====== LISTED ENTRIES

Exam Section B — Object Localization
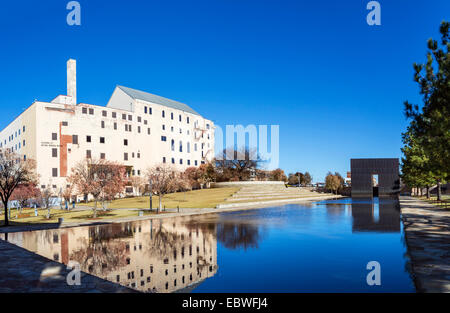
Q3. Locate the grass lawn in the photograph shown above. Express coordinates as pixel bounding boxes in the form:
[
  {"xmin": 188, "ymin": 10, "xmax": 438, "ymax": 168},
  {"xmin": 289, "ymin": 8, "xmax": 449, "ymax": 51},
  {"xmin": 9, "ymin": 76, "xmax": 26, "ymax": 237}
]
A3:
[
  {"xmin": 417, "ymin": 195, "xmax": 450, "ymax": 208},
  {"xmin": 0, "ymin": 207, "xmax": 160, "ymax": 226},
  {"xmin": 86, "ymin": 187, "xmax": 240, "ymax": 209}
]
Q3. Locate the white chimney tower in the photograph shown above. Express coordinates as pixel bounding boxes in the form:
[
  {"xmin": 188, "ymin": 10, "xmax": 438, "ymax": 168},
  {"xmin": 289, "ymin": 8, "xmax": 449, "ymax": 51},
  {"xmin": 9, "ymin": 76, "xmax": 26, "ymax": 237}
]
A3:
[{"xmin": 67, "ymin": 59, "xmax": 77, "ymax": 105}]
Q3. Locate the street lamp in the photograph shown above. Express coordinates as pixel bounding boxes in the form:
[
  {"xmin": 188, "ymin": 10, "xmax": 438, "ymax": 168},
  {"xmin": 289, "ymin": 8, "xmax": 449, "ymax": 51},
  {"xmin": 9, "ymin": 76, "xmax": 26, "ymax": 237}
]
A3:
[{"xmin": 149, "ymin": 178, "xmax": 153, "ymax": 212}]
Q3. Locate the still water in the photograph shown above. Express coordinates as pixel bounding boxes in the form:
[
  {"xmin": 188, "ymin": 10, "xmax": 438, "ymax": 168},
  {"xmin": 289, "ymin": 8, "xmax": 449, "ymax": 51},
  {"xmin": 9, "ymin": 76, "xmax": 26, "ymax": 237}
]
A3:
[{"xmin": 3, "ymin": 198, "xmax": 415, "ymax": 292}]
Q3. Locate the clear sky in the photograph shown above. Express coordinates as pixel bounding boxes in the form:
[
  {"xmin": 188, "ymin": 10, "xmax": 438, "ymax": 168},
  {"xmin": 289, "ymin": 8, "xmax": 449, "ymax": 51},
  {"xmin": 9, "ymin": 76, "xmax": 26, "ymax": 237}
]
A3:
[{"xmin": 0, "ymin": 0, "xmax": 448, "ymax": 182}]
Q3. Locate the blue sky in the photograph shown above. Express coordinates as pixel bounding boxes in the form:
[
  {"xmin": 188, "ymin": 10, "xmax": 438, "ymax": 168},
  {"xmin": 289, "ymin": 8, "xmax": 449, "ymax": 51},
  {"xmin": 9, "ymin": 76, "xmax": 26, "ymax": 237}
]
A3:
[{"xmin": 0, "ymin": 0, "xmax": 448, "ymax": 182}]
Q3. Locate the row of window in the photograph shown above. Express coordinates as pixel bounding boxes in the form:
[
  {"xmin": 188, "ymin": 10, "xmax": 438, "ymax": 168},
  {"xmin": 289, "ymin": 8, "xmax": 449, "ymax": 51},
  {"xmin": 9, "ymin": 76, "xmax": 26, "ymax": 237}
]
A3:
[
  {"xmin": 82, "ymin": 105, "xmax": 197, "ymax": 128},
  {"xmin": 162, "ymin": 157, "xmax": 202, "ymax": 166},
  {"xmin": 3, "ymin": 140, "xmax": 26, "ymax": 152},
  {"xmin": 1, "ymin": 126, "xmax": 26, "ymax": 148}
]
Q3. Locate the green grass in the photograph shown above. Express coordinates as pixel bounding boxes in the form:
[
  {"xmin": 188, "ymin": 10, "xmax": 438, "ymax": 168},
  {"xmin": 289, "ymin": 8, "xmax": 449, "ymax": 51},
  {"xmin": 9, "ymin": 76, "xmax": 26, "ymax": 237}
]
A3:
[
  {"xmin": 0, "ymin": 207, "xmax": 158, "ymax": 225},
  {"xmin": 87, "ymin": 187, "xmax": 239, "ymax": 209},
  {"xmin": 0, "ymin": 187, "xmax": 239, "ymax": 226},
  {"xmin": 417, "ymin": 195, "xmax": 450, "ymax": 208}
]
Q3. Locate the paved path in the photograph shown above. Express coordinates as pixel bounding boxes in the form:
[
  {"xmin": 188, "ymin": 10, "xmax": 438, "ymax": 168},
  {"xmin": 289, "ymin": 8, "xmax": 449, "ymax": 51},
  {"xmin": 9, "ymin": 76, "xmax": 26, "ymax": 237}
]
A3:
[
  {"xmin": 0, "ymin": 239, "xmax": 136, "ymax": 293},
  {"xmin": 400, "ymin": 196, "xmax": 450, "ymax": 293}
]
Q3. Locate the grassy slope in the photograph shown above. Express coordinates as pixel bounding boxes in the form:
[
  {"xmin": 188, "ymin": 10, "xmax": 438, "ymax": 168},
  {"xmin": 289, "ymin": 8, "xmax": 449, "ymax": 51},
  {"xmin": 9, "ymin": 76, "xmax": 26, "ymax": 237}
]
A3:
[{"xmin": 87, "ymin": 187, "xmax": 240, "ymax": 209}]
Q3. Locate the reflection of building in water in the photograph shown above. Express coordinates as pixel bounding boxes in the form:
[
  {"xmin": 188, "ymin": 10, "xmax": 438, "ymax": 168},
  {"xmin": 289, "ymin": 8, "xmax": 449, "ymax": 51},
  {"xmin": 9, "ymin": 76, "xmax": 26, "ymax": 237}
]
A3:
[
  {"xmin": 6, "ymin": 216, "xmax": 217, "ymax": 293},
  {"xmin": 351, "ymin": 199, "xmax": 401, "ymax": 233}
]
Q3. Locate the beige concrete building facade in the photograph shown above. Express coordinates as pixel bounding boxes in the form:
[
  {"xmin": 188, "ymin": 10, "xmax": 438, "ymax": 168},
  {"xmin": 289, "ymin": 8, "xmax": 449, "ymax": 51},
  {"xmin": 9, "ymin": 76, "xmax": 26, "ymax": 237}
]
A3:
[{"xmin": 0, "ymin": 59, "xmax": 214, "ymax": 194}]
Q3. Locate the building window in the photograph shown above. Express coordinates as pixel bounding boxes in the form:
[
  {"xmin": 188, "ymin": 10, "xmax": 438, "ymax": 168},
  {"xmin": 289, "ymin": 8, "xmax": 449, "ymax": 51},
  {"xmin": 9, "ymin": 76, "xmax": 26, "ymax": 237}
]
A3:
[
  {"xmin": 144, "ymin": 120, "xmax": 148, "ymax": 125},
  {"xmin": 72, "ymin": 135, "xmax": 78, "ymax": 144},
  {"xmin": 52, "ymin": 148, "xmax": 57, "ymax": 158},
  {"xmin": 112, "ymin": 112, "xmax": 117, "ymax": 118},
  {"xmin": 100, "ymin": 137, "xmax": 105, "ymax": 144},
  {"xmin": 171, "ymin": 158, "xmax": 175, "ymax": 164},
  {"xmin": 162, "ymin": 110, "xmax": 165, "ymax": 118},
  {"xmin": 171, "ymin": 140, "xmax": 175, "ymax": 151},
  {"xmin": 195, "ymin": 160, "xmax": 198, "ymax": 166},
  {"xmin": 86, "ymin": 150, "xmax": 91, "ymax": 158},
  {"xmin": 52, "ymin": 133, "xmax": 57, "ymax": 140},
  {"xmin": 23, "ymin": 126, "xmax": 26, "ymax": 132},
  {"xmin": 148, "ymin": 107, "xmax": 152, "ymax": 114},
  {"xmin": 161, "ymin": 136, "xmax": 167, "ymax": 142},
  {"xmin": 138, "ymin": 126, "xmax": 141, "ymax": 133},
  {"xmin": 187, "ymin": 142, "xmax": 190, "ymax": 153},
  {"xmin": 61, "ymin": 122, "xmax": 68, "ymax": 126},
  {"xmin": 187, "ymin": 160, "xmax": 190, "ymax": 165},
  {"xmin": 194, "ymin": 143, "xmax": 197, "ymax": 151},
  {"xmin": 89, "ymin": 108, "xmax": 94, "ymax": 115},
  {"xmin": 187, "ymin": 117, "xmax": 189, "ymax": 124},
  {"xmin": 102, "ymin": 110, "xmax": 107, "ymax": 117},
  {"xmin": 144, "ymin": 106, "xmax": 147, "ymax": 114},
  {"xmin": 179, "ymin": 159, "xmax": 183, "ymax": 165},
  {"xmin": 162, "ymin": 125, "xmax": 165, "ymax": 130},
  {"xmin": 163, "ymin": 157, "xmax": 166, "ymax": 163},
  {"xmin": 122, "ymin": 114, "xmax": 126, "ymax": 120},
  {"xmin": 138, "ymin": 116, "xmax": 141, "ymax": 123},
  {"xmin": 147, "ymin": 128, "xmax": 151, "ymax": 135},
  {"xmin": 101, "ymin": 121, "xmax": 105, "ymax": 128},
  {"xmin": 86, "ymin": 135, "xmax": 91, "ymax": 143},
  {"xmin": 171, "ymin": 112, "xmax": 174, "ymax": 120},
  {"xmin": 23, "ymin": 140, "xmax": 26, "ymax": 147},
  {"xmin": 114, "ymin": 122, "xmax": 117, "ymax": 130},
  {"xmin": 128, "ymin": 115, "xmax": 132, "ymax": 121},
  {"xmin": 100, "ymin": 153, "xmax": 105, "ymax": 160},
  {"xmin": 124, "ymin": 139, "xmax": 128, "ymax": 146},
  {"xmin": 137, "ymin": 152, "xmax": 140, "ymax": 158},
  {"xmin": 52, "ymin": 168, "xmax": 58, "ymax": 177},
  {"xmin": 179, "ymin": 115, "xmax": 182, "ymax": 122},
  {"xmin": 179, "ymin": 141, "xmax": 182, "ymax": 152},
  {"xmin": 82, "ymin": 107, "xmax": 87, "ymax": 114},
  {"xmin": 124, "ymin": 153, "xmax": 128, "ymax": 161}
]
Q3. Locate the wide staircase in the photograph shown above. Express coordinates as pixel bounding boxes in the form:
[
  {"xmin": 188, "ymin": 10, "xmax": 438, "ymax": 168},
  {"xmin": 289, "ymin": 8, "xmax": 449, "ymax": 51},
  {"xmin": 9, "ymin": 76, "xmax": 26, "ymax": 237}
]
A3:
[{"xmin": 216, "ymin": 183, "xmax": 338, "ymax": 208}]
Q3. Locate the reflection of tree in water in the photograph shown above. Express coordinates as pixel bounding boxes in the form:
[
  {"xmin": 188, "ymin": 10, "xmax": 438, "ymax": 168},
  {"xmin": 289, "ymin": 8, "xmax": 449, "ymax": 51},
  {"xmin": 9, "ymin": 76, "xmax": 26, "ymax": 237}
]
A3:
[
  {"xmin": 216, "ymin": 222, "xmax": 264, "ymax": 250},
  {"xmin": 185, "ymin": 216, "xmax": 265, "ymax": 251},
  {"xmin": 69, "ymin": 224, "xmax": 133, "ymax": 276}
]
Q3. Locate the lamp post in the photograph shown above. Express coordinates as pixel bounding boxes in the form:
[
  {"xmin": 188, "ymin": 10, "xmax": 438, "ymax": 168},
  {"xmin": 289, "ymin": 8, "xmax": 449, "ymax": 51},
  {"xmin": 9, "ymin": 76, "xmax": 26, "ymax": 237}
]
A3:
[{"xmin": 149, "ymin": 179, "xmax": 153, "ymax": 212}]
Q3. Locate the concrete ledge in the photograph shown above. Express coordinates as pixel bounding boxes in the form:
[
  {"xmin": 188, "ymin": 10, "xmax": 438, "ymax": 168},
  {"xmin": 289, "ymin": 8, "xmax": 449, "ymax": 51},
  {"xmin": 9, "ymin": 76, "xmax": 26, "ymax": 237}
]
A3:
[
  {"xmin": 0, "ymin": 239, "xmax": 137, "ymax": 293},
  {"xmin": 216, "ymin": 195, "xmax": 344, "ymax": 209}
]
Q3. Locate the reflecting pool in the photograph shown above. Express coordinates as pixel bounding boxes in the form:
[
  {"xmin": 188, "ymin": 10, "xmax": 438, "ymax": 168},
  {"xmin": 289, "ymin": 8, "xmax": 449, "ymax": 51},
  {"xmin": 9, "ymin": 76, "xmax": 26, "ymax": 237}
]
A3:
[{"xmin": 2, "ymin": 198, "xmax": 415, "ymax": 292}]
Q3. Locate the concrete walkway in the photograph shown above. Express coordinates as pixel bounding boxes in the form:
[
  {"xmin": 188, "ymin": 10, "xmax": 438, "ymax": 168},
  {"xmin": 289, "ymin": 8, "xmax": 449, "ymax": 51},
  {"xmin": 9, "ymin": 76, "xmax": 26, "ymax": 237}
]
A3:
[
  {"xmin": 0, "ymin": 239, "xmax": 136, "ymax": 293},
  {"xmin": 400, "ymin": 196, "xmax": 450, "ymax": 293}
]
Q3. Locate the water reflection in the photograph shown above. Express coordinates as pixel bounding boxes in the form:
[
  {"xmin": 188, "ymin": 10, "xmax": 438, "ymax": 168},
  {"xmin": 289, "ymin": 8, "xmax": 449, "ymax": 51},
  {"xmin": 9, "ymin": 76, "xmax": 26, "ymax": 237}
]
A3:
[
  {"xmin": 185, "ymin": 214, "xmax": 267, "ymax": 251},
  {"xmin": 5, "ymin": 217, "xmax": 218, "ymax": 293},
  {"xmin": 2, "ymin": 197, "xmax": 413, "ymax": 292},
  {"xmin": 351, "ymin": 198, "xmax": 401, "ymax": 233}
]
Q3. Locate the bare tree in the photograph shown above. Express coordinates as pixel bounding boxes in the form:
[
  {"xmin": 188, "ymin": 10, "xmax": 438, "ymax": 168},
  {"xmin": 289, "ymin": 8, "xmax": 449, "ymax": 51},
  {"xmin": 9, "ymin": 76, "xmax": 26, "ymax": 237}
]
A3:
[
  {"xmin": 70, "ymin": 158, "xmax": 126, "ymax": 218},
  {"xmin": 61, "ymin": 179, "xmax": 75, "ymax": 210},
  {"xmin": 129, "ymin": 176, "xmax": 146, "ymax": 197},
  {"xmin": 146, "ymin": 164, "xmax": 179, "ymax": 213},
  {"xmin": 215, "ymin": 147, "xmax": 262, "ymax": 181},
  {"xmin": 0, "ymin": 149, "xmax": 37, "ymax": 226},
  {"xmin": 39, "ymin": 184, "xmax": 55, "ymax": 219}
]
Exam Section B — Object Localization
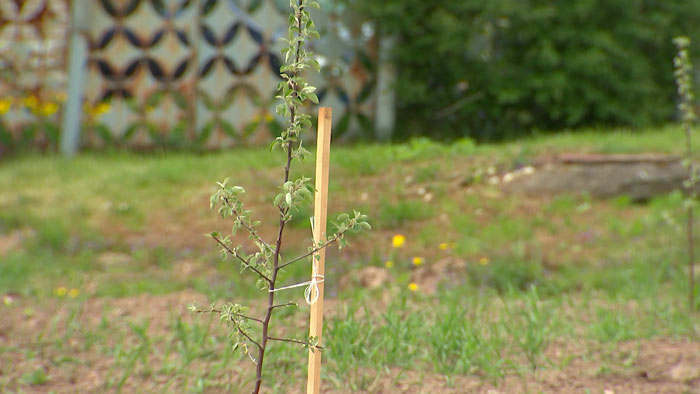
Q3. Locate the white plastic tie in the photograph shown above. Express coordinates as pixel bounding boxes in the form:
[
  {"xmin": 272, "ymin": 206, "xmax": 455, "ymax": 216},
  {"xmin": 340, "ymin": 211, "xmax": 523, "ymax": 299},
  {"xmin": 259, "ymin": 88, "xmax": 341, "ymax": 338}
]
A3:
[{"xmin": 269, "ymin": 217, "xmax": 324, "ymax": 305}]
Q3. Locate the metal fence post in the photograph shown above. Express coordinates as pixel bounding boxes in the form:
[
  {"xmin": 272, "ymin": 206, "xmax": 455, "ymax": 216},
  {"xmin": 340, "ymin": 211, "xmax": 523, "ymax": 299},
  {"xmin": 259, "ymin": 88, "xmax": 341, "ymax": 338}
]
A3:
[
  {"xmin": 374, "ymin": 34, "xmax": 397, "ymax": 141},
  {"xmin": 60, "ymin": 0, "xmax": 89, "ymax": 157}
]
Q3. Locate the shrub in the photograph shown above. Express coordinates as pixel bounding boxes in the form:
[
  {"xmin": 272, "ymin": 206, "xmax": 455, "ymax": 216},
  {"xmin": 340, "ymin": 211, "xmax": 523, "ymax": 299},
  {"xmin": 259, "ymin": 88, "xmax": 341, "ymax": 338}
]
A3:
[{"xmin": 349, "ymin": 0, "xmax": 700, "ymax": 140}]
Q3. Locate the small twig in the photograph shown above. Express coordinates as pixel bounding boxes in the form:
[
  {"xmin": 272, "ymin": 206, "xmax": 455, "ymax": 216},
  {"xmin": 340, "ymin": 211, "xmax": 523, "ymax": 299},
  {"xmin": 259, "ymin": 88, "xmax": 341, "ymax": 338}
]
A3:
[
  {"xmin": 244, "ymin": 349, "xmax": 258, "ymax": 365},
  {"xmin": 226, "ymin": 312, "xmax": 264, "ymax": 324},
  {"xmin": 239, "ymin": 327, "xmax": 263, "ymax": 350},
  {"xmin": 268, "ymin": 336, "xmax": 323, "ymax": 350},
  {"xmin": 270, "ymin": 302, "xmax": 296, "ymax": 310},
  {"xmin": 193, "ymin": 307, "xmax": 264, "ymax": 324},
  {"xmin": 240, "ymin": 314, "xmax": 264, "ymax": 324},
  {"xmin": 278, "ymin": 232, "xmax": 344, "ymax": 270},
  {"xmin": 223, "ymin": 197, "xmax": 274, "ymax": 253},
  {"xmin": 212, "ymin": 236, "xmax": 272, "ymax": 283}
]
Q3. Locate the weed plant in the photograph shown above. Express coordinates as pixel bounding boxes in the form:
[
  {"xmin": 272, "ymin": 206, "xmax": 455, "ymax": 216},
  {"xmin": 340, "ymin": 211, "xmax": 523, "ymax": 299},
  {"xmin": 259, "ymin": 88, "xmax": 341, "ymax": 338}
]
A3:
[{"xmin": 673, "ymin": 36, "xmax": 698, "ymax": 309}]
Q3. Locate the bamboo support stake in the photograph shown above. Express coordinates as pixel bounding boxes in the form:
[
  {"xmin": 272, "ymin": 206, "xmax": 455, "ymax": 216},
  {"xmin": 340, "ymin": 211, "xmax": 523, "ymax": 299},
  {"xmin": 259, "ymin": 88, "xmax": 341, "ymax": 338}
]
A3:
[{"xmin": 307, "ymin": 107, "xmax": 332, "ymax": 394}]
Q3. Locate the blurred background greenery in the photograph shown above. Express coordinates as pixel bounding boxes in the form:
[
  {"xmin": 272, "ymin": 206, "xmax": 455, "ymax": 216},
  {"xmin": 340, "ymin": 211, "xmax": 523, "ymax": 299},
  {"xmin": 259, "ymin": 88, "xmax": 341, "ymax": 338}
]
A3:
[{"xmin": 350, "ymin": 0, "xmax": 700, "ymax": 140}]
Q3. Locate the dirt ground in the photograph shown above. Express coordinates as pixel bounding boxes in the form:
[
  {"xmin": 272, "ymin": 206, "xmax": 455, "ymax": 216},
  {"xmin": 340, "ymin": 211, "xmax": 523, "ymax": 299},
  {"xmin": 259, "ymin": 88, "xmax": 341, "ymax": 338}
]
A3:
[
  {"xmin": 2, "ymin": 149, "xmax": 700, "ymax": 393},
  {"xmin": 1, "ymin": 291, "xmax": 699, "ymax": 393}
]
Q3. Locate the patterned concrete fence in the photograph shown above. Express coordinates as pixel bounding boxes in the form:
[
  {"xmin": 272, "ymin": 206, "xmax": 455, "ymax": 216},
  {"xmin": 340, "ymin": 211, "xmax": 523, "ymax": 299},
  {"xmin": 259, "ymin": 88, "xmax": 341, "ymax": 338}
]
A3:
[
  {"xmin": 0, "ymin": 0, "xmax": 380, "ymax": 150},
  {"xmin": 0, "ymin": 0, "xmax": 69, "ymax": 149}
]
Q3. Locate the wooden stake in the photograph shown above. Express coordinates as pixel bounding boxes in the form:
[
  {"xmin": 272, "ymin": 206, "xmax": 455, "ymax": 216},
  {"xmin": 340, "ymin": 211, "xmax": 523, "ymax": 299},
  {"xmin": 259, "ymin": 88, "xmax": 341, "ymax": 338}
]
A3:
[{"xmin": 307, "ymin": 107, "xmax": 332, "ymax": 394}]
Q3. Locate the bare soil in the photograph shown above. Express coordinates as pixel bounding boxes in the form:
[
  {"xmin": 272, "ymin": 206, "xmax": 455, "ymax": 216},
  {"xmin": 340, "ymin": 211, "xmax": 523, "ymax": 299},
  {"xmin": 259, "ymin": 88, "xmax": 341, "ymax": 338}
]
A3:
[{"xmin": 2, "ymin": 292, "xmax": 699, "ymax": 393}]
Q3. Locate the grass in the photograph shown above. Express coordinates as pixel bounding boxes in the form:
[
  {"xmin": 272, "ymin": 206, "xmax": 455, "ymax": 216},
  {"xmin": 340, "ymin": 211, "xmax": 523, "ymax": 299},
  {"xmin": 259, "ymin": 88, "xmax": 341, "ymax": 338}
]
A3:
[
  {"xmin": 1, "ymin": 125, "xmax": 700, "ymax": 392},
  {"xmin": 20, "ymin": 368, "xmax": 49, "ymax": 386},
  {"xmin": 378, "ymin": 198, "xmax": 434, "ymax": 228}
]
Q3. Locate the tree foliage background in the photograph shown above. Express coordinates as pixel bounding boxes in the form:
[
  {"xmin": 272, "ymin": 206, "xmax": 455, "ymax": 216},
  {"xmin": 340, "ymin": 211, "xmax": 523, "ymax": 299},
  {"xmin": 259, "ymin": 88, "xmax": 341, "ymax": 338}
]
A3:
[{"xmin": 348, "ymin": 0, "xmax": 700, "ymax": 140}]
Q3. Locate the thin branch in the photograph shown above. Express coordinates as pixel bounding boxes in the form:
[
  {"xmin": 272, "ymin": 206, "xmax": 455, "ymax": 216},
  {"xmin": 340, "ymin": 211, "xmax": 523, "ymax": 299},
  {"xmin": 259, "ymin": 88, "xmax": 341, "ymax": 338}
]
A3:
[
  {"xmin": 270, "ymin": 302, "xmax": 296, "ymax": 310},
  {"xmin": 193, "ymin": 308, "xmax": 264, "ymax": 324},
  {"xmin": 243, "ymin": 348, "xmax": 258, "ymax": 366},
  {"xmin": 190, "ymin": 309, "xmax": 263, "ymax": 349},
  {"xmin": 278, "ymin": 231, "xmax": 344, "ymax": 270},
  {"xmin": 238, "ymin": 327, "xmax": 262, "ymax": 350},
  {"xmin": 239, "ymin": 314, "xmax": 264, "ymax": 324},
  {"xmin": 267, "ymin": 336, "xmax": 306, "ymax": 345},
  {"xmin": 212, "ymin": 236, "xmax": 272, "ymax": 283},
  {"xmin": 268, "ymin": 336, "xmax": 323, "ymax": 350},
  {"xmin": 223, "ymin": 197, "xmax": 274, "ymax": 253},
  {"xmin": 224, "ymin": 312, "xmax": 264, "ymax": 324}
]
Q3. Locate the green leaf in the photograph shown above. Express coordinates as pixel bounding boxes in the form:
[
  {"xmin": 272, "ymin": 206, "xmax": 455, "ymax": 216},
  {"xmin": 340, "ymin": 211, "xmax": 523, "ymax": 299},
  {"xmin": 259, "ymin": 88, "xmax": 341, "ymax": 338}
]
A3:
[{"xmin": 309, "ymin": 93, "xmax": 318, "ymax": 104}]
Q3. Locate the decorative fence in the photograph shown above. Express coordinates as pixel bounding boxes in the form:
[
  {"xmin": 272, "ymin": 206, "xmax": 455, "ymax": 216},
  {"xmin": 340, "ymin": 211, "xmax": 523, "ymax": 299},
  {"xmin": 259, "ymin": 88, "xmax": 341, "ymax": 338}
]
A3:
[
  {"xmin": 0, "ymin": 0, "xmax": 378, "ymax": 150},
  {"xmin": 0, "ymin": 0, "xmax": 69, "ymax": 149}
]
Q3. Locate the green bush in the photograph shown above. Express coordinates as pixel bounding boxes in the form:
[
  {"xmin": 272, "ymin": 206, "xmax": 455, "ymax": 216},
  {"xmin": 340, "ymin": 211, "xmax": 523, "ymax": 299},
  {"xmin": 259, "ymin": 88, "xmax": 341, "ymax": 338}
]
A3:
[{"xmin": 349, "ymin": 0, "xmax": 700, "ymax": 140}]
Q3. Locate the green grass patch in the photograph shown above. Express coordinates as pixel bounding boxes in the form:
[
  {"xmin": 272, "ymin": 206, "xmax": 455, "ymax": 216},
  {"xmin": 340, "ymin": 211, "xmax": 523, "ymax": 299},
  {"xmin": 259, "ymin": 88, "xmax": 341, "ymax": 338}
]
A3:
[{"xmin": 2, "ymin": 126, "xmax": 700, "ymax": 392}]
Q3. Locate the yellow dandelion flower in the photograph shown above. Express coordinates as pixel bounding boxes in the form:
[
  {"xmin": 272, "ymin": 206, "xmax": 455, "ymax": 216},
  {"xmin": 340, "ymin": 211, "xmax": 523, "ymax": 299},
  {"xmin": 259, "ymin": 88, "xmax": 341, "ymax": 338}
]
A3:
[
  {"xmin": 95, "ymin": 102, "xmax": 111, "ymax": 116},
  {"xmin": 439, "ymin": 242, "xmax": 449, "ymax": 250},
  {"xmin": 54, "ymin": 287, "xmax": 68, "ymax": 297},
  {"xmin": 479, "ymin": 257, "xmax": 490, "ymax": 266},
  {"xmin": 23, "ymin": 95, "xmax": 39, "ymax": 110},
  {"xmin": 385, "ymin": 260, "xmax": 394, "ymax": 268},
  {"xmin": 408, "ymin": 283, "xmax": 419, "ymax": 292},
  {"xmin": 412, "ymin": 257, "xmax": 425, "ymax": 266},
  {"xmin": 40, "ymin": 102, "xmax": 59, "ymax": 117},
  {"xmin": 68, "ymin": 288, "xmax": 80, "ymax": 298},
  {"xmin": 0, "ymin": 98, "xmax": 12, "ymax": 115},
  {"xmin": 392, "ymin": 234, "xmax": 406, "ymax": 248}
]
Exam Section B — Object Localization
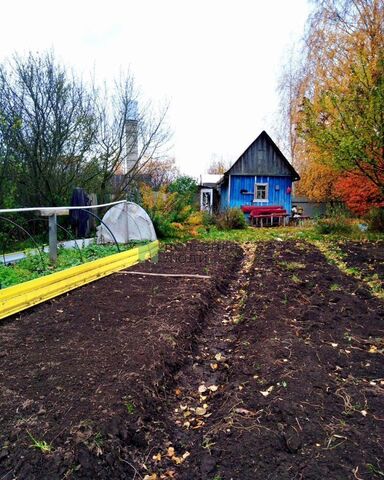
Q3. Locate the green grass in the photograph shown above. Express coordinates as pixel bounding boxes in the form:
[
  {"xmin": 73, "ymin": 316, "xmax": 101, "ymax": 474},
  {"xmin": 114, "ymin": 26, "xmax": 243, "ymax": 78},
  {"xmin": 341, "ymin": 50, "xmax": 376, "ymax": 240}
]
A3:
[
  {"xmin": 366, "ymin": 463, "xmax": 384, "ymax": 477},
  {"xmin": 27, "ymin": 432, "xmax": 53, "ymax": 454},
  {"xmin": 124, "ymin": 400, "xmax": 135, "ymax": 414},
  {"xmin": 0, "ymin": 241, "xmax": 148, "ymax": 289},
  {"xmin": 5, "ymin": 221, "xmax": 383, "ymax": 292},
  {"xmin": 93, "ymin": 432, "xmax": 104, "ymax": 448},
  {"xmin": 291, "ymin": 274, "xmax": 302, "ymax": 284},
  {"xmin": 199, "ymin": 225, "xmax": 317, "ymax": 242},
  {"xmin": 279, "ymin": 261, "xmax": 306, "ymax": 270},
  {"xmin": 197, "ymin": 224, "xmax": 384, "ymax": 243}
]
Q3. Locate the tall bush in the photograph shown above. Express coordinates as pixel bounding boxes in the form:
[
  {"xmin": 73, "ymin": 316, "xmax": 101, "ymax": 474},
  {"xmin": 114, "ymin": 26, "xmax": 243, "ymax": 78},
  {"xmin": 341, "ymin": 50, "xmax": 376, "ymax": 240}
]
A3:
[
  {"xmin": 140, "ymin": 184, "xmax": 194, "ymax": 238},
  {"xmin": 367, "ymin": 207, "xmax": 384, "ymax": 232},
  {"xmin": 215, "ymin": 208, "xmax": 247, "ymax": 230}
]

============

AIM OF THE TASK: If a line in the entries above contains "reflection", report it.

EXERCISE OUTPUT:
Q3. Locate the reflection of building in water in the photograph shown above. Express coordinates as pixel bounding boxes in the form:
Q3. Locate the reflection of tree in water in the photograph shown above. Express coordinates as pixel bounding boxes in the form:
Q3. Locate the water reflection in the photograph shown above. Express coordinates as pixel bounding boxes in the form:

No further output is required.